--- BEGIN ---
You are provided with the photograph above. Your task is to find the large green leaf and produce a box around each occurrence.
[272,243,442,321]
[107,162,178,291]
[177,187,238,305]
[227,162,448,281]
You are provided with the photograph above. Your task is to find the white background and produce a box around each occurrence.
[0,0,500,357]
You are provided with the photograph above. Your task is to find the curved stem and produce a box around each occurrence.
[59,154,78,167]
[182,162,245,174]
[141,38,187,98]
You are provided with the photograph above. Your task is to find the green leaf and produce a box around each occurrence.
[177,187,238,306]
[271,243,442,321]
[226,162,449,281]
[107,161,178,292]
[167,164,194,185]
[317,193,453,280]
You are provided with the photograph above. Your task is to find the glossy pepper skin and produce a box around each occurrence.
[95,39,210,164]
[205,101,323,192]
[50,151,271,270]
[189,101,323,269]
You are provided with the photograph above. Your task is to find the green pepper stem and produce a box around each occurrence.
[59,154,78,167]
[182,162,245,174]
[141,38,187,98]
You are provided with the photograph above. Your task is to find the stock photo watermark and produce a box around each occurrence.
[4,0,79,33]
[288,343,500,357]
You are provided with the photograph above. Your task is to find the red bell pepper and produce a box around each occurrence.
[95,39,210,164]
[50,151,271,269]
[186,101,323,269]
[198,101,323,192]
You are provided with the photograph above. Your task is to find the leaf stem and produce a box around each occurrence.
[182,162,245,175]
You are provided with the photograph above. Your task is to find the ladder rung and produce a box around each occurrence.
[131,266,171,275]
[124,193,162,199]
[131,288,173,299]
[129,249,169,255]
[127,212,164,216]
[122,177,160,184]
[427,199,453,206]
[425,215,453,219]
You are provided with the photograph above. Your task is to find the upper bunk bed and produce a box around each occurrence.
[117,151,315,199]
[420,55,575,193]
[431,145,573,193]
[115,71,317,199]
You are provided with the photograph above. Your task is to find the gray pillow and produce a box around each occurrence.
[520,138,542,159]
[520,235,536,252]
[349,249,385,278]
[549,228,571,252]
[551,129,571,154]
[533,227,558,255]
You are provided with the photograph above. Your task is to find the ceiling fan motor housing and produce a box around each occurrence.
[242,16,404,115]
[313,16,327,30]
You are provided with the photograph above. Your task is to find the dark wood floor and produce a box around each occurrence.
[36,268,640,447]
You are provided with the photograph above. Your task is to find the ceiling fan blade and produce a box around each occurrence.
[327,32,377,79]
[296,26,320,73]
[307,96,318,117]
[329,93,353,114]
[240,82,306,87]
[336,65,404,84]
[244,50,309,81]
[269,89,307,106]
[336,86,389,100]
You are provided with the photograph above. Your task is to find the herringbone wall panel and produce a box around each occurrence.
--- END ---
## Task instructions
List every row above that includes the string "stem", keeping each row unchanged. Uppercase and lowercase letters count as different.

## Answer to the problem
You are provided with the photograph above. Your task is to find the curved stem and produce a box around each occurrence.
You are provided with the photograph above. Your task is to find the green pepper stem and produce a box around each occurrence.
You are provided with the photograph above. Your task is to find the leaf stem and produce a box around each occurrence.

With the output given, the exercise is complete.